◆ **Task description**: From the data below, retype exactly the lines starting with the one that contains "Target: metal awning" and ending with the one that contains "Target: tree trunk", both included.

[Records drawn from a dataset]
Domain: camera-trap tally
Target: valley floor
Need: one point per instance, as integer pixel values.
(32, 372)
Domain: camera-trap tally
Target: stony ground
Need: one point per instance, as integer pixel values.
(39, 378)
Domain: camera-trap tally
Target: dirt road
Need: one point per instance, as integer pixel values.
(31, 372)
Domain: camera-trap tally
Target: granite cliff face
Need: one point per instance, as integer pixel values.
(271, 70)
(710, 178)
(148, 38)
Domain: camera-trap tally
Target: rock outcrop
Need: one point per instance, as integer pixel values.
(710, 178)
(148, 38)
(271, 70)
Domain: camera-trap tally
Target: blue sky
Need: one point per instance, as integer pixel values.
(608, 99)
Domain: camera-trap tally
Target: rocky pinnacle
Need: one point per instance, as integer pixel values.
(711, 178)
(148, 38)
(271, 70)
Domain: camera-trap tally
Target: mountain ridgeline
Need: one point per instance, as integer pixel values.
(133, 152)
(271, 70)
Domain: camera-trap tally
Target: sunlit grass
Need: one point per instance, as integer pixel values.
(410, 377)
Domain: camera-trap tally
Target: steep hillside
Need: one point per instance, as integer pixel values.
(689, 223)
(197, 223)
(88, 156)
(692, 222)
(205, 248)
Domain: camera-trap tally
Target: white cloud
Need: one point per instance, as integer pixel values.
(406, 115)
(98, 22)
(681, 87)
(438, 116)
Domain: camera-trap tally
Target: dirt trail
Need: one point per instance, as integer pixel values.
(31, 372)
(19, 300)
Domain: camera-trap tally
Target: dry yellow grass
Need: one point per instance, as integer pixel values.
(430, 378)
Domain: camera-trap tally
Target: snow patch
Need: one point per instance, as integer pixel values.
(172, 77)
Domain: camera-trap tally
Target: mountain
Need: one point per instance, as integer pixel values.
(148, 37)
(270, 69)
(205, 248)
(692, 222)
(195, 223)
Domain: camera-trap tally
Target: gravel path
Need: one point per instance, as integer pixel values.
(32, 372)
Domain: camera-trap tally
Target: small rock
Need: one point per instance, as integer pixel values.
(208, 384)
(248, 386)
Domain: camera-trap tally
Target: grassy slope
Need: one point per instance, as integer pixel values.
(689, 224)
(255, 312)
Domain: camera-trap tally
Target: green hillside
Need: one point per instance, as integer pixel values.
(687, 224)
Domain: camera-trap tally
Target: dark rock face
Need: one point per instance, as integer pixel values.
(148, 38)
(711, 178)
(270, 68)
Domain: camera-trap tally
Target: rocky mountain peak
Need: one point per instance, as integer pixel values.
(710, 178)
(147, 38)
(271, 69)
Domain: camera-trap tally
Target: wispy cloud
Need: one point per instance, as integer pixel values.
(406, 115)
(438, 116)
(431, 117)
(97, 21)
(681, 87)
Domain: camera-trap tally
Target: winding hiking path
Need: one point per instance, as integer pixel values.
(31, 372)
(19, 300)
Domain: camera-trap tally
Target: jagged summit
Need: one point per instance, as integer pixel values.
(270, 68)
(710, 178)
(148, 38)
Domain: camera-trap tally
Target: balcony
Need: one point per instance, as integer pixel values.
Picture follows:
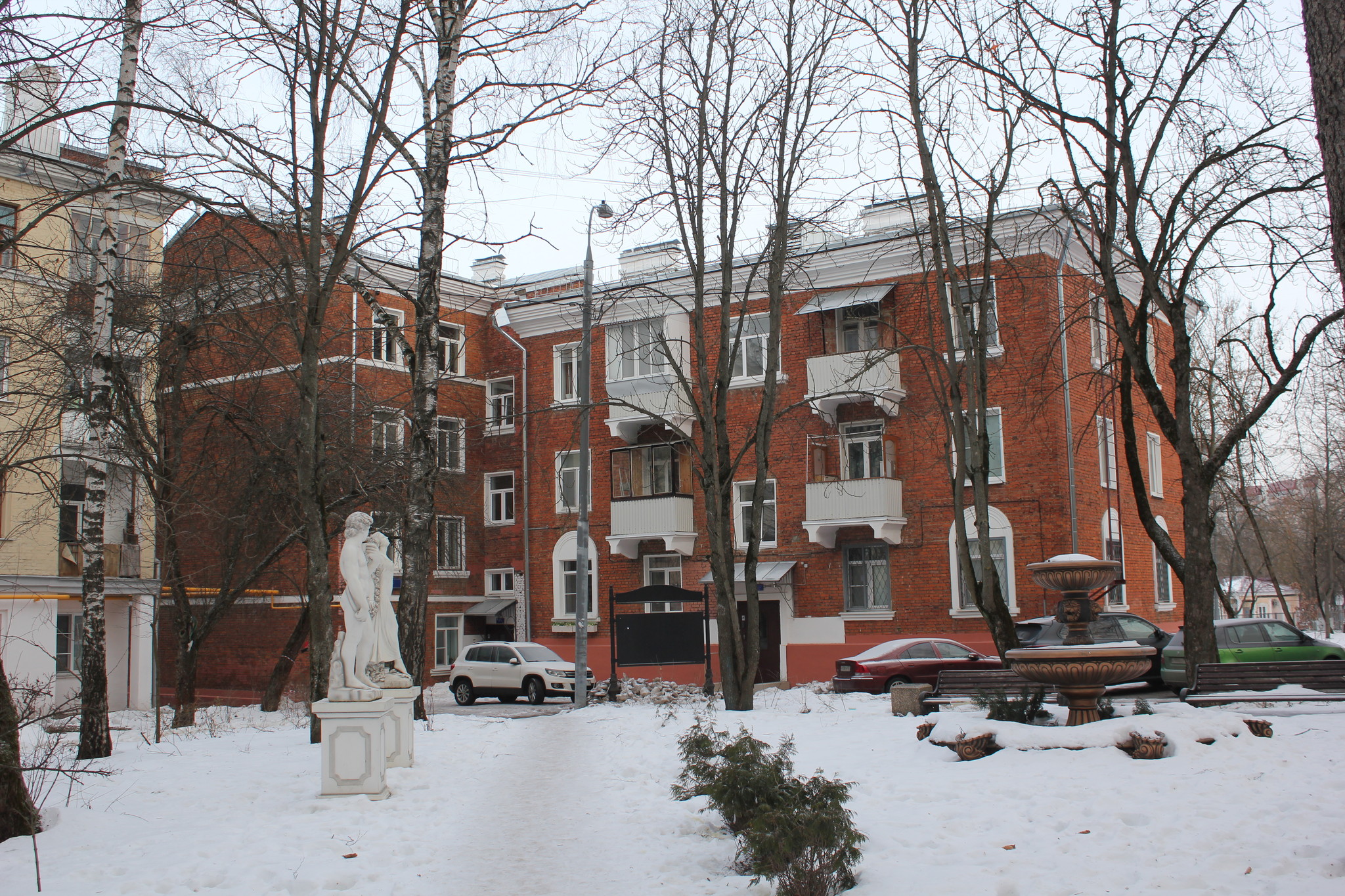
(631, 413)
(834, 504)
(854, 377)
(666, 517)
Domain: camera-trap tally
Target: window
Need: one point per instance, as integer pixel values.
(451, 542)
(663, 568)
(386, 328)
(499, 582)
(751, 355)
(9, 226)
(969, 299)
(451, 362)
(1001, 554)
(866, 581)
(449, 637)
(565, 578)
(744, 492)
(567, 372)
(387, 433)
(1107, 452)
(568, 482)
(996, 435)
(1114, 548)
(1156, 464)
(499, 499)
(451, 445)
(499, 405)
(69, 643)
(650, 471)
(634, 350)
(864, 450)
(858, 328)
(1162, 572)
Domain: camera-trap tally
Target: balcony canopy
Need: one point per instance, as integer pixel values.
(845, 299)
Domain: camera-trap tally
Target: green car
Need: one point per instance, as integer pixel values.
(1248, 641)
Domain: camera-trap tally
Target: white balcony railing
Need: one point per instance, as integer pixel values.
(667, 405)
(837, 504)
(666, 517)
(854, 377)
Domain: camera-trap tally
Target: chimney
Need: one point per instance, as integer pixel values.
(906, 214)
(33, 95)
(490, 269)
(653, 258)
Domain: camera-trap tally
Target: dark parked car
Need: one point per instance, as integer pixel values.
(1106, 628)
(906, 661)
(1250, 641)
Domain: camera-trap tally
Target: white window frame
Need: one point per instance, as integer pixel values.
(441, 660)
(747, 344)
(1111, 531)
(1000, 528)
(500, 408)
(1155, 445)
(447, 570)
(562, 472)
(498, 499)
(643, 359)
(509, 586)
(562, 554)
(382, 422)
(444, 436)
(1162, 570)
(452, 358)
(565, 364)
(1107, 473)
(651, 572)
(741, 508)
(385, 349)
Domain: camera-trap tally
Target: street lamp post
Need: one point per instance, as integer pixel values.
(581, 553)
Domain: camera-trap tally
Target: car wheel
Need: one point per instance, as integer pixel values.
(536, 692)
(463, 692)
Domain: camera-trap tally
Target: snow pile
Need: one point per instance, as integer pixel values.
(577, 803)
(1179, 723)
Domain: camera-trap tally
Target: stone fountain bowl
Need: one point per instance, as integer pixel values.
(1082, 666)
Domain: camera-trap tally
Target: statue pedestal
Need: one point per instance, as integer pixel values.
(355, 747)
(401, 727)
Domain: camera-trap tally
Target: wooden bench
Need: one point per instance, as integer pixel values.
(958, 685)
(1215, 680)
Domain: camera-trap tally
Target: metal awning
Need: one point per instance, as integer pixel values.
(768, 572)
(490, 608)
(845, 299)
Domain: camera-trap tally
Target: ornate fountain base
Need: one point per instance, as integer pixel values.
(1082, 672)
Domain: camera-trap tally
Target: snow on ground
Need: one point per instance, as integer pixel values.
(576, 803)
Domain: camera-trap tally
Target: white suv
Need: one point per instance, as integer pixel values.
(509, 671)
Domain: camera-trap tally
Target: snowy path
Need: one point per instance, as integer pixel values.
(498, 807)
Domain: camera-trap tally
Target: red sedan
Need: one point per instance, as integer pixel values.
(907, 661)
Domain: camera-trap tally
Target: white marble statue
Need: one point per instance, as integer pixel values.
(385, 664)
(355, 645)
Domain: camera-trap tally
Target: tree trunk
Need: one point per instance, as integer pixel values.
(18, 815)
(284, 662)
(1324, 30)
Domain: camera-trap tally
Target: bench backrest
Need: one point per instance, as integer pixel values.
(1319, 675)
(966, 683)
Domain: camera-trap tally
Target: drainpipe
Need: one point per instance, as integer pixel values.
(1066, 236)
(527, 517)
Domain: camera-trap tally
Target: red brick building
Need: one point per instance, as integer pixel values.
(860, 498)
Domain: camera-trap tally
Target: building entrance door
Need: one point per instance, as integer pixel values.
(768, 667)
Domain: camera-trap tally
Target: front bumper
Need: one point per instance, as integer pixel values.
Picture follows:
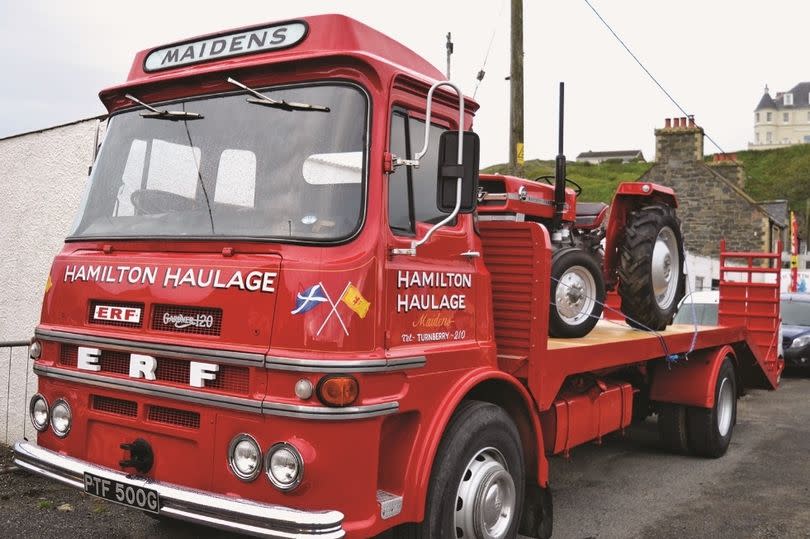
(207, 508)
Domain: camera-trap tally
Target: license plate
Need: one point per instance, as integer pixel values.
(138, 497)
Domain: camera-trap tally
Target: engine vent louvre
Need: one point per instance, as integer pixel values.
(174, 416)
(112, 405)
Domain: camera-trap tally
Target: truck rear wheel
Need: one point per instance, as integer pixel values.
(651, 258)
(577, 293)
(710, 429)
(477, 484)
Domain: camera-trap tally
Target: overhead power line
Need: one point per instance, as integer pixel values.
(480, 76)
(647, 71)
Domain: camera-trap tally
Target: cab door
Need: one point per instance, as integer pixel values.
(432, 295)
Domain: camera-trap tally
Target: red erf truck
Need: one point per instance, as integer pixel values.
(267, 319)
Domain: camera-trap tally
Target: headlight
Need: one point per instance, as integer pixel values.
(284, 466)
(38, 410)
(245, 457)
(798, 342)
(61, 418)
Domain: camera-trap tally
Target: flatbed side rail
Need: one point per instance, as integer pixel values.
(749, 297)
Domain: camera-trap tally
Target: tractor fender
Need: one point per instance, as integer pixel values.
(628, 197)
(425, 457)
(690, 382)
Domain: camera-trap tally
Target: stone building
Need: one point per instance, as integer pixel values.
(623, 156)
(782, 120)
(711, 202)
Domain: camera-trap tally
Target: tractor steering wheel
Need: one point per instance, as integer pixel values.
(551, 179)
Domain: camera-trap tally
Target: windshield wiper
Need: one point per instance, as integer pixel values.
(173, 115)
(263, 100)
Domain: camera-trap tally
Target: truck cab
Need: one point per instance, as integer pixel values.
(279, 312)
(227, 297)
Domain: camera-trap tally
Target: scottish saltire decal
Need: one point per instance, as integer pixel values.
(309, 299)
(317, 294)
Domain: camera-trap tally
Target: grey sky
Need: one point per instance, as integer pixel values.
(714, 56)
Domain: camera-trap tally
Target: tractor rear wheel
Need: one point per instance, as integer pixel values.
(577, 293)
(651, 259)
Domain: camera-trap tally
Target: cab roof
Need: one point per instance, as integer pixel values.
(324, 36)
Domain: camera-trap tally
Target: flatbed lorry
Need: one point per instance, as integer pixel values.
(275, 316)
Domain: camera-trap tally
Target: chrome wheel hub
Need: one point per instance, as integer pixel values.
(486, 497)
(666, 264)
(575, 295)
(725, 406)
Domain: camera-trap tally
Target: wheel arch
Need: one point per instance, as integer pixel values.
(692, 382)
(495, 387)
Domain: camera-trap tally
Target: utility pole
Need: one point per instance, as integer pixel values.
(516, 91)
(449, 53)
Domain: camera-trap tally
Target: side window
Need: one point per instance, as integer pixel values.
(424, 178)
(411, 191)
(400, 181)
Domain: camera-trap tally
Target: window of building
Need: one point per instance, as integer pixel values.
(412, 192)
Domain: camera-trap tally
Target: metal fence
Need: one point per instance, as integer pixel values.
(16, 380)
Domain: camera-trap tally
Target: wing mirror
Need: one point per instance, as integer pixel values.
(450, 170)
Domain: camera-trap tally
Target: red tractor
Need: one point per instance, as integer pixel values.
(638, 252)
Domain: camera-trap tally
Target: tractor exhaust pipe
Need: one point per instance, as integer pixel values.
(559, 172)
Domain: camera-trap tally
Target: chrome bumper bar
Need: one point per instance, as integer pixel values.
(207, 508)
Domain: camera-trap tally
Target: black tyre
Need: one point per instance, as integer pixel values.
(577, 293)
(672, 427)
(651, 258)
(477, 484)
(710, 429)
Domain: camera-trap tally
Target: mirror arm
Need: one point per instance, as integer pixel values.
(460, 161)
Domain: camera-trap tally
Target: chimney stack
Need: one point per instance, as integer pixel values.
(679, 141)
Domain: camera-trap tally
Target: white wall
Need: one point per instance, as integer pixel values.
(42, 178)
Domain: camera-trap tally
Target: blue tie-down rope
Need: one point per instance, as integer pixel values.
(669, 357)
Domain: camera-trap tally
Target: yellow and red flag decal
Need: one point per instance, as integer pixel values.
(355, 301)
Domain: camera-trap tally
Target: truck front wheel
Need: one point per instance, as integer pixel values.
(477, 483)
(710, 429)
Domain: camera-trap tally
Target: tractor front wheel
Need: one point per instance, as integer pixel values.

◆ **Written solution**:
Target: metal awning
Need: one point per instance, as integer pixel values.
(768, 572)
(490, 608)
(845, 299)
Domain: camera-trap tally
Target: ornate fountain base
Need: one point per instance, as integer pixel values.
(1082, 672)
Domain: camera-trap tally
Target: snow on ground
Need: one point per instance, as integer pixel values.
(576, 803)
Domain: camera-trap tally
Target: white suv
Need: one point per instance, as integer pixel values.
(509, 671)
Domain: camera-trap tally
Target: snowy path
Need: one point per instance, as integer pixel values.
(498, 807)
Domain: camera-trap tally
Target: red sedan
Need: one point per instance, as integer pixel values.
(907, 661)
Domain: camera-trap tally
Target: white marble statue
Need: one point per instance, as integer pixel values.
(385, 664)
(355, 645)
Domain: camera-trap tally
Target: tree trunk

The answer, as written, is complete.